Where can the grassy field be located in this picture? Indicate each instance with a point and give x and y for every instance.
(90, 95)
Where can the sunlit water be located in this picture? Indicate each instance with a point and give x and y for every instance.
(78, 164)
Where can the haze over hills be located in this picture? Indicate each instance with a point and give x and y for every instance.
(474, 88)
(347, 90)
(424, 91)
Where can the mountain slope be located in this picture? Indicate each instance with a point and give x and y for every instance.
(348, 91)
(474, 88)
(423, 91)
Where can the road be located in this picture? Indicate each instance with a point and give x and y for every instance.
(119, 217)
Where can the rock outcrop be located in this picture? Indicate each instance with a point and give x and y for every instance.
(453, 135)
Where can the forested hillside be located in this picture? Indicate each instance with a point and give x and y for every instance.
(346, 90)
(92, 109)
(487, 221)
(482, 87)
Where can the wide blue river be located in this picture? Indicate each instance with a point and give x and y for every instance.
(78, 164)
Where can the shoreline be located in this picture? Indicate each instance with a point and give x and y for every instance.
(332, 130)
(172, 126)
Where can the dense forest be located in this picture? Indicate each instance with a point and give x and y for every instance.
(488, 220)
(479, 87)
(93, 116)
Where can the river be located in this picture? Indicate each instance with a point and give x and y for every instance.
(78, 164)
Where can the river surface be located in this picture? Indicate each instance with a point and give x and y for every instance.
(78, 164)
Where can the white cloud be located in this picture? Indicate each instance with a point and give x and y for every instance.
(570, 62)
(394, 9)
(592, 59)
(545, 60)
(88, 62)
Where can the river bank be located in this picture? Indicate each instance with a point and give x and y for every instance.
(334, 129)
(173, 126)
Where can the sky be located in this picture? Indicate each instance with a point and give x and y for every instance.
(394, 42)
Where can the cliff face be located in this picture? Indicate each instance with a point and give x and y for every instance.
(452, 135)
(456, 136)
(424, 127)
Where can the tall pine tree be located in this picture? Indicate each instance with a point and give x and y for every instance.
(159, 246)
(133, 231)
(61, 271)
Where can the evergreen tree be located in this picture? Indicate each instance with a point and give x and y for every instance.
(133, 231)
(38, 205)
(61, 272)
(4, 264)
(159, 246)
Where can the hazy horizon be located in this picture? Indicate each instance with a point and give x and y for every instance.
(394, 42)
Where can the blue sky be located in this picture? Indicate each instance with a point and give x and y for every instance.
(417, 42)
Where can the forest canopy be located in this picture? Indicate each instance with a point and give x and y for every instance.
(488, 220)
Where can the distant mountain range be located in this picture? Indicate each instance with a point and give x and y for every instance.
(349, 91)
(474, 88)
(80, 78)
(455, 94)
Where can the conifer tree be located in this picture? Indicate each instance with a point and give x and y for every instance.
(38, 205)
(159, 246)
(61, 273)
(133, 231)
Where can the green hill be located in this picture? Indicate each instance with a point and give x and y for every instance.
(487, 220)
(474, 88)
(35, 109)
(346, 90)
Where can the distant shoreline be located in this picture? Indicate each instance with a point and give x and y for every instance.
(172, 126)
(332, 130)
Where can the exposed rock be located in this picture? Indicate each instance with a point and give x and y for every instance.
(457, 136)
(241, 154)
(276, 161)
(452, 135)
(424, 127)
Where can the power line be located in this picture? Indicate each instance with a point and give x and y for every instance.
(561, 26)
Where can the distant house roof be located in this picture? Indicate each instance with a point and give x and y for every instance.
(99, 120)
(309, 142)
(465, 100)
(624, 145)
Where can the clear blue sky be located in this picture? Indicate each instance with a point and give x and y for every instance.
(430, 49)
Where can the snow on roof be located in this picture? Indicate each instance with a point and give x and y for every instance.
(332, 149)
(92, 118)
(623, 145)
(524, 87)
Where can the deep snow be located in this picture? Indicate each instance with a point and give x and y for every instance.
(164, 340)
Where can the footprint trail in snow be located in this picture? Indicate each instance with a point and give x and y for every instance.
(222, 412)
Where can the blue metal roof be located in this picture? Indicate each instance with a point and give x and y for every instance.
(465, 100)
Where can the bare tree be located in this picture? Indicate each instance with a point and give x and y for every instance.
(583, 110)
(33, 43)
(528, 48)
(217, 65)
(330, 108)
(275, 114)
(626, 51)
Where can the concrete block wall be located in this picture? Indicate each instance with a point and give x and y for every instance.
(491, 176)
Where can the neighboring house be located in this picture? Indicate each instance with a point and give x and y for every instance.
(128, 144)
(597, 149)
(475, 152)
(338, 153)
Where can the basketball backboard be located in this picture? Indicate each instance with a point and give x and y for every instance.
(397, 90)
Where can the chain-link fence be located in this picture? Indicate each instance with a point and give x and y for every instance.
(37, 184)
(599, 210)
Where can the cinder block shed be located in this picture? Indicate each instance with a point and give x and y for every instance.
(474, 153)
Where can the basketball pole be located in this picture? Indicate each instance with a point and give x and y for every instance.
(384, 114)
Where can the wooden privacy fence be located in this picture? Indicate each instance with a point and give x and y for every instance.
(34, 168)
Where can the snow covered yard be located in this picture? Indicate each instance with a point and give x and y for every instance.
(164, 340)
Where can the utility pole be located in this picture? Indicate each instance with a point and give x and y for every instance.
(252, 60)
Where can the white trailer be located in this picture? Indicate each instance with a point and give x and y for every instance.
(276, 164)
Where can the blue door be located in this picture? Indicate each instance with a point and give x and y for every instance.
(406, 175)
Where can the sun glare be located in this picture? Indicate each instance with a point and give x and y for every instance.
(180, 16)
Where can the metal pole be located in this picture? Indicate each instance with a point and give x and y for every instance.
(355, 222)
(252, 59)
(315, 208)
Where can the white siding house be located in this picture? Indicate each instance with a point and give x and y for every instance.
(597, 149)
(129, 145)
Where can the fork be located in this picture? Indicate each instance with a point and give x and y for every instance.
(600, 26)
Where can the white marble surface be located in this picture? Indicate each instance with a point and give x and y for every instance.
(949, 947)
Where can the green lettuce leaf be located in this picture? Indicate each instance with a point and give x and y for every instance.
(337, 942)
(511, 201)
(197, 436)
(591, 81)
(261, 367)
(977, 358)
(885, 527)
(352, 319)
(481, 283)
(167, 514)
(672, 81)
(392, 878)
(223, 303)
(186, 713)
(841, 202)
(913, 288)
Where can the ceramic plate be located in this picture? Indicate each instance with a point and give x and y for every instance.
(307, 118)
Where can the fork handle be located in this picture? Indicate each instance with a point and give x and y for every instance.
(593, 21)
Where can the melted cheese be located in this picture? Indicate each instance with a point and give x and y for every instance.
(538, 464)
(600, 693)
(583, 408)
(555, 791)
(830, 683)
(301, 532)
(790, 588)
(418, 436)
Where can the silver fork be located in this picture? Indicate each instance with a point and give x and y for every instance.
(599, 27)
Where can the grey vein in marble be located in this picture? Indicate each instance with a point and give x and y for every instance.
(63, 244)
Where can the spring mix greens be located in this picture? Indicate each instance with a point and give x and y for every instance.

○ ○ ○

_Work item_:
Print out all the entries above exactly.

_Solution_:
Where can the grassy field be located in this picture? Indicate each instance with a point and give x and y for every instance.
(90, 95)
Where can the sunlit water be located in this picture? Indicate each instance with a point and give x and y for every instance.
(78, 164)
Where can the haze over hills be located in this picture? Indicate each instance with a point and give x and y for every instance.
(474, 88)
(347, 90)
(424, 91)
Where can the mountain slope be located in this picture? Indicate each instance with a point and give x and y for every instance.
(348, 91)
(474, 88)
(423, 91)
Where can the road be located in this picture? Indicate each instance with a point and give x and y for every instance.
(119, 217)
Where can the rock outcrop be located in this picture? Indicate each instance with a point and give x and y for every instance.
(453, 135)
Where can the forested hillside be located in this picture? Indicate each instance with a point and give x and y for every instance.
(346, 90)
(92, 109)
(487, 221)
(482, 87)
Where can the wide blue river be located in this picture? Indicate each instance with a point and give x and y for every instance.
(78, 164)
Where can the shoreline be located in this picture? Indicate each instance with a point and give x and y for every instance.
(332, 130)
(172, 126)
Where can the dense forest be located in this picture? Indicate each instance with a point and give x and y for every instance.
(488, 220)
(479, 87)
(93, 116)
Where can the river be located in this picture? Indicate each instance with a point and give x and y for every instance.
(78, 164)
Where can the river surface be located in this picture? Indicate each instance with a point and give x and y for every instance.
(78, 164)
Where can the white cloud be located in this picture? Indicate each instance with a point and give x and y for every instance.
(570, 62)
(394, 9)
(592, 59)
(545, 60)
(88, 62)
Where can the river bank be located in this picture? Indicate each instance with a point and give x and y for every instance.
(334, 129)
(173, 126)
Where can the sky be located in this picture? Indicate each instance with a point and give x and y for every instance.
(394, 42)
Where can the cliff face be located in this picture? Indicate each instance with a point and give x and y for every instance.
(452, 135)
(456, 136)
(424, 127)
Where can the tall pine tree be located in this picture? Indicate each instance with a point and give x and y for every instance.
(159, 246)
(133, 231)
(61, 271)
Where can the evergreen tree be located in this picture? Indicate each instance with a point and give x and y for every instance.
(133, 231)
(38, 205)
(61, 272)
(4, 264)
(159, 246)
Where can the hazy horizon be located in this picture? Indicate each instance with a point and give x and y for every instance.
(394, 42)
Where can the blue sky be located in this picture? Indicate each instance with a point and give x and y for every instance.
(417, 42)
Where can the forest canopy be located in this picture? Indicate each instance with a point and give x and y for every instance.
(488, 220)
Where can the distant mountain range be located in this picture? Indicate each instance with a point and give x and y for every instance.
(349, 91)
(474, 88)
(80, 78)
(455, 94)
Where can the conifer tree be located in this picture? Indicate each instance with a point and give x and y for every instance.
(38, 205)
(159, 246)
(61, 273)
(133, 231)
Where can the green hill be located in this picture? Indicate each instance with a point and give x and y for every instance.
(487, 220)
(474, 88)
(35, 109)
(346, 90)
Where can the distant shoreline be located in this picture? Indicate each instance with a point and give x and y for every instance.
(172, 126)
(332, 130)
Where can the exposed rock be located in this picture? Indicate each instance with a point and give x and y for every instance.
(457, 136)
(241, 154)
(276, 161)
(452, 135)
(424, 127)
Where can the power line be located in this picture? Indicate each instance with a point and give x and y for every instance.
(561, 26)
Where can the distant house roof be located in this picture? Indicate each instance with a point and give x and y for every instance.
(99, 120)
(309, 142)
(465, 100)
(624, 145)
Where can the clear blue sky be located in this picture? Indicate each instance with a point and give x and y for every instance.
(430, 49)
Where can the snow on roof be located in this picture? Indicate each instance with a point and give x and y for every instance.
(332, 149)
(92, 118)
(623, 145)
(524, 87)
Where can the deep snow be located in this picture? Indicate each instance with a point and give x and y for every instance.
(164, 340)
Where can the footprint trail in snow be located in this picture? Indicate each instance with a point and give x and y for every instance.
(222, 412)
Where can the blue metal roof be located in this picture? Indicate each instance with a point and give x and y for every instance.
(465, 100)
Where can the bare tree be located in this picture? Indicate each instance with a point and give x and y for every instance.
(583, 110)
(33, 43)
(528, 48)
(217, 65)
(330, 108)
(275, 114)
(626, 51)
Where can the concrete block wall be located in this picture? Indicate each instance with a point and give x and y for every instance.
(491, 176)
Where can the neighboring house be located in this picture? Indicate each instance with a point and give x and y for every instance.
(128, 144)
(597, 149)
(475, 152)
(338, 153)
Where can the basketball backboard be located in this picture? Indicate each instance with a point and give x and y for every instance.
(397, 90)
Where can the chain-link fence be located in this picture? Indicate each instance with a point and give x and y for every instance.
(37, 184)
(599, 210)
Where can the cinder block shed be located in this picture? Indicate each instance with a point and give x and y for every instance.
(474, 153)
Where can the basketball pole be located in this picture? Indicate each instance with a point and give x and y for every instance.
(384, 114)
Where can the wooden privacy fence be located in this picture? Indicate each instance with a point and give x and y for every instance.
(34, 168)
Where can the snow covered yard be located in this picture? Indicate each instance with a point and give x and y for every instance.
(164, 340)
Where can the utility pole be located in this picture? Indicate each instance with a point and give x and y for every instance.
(252, 60)
Where can the white trailer be located in this picture? Indicate each instance with a point and give x and y for every instance.
(276, 164)
Where can the blue door be located in this picture? Indicate each instance with a point and give x and y for every instance.
(406, 175)
Where can the sun glare be located in this picture? Indicate each instance with a point and give x and y for every instance.
(180, 16)
Where can the metal pole be located in this picture? Indicate each instance with a point and give x and y for every instance.
(355, 222)
(252, 59)
(315, 208)
Where can the white siding house be located in this picture? Indicate each instance with a point and give x and y for every instance.
(597, 149)
(129, 145)
Where can the fork be located in this picture? Indicate each instance with a point and give x and y for every instance.
(600, 26)
Where can the white marble surface be located in this picture? Indicate each instance with a point and give x and y for every instance.
(949, 947)
Where can the green lettuce leaf be located in this picture? Indicate each instance with a point and give x and y for every instance.
(337, 942)
(511, 201)
(197, 436)
(591, 81)
(261, 367)
(977, 358)
(885, 527)
(352, 319)
(481, 283)
(167, 514)
(672, 81)
(392, 878)
(223, 303)
(186, 713)
(841, 202)
(913, 288)
Where can the ceramic plate be located in this picture? Indicate each instance with a point and give x and y for every instance.
(307, 118)
Where can the fork handle be located in this picture? Indicate each instance with a point and give x and y for every instance.
(593, 21)
Where can the melted cheese be located in this picture? Indicate each instance with a point and give x and y for every instance.
(538, 464)
(600, 693)
(583, 408)
(555, 791)
(830, 683)
(301, 532)
(790, 588)
(418, 436)
Where can the silver fork be located in this picture? Indicate each instance with a point and give x and y for every instance.
(599, 27)
Where can the grey vein in marble be located in this picture? Indicate each instance with a point and give x and y for every instance.
(63, 244)
Where can the spring mix greens be located in this picture? Indicate each instance with a point and give x and y for every instance.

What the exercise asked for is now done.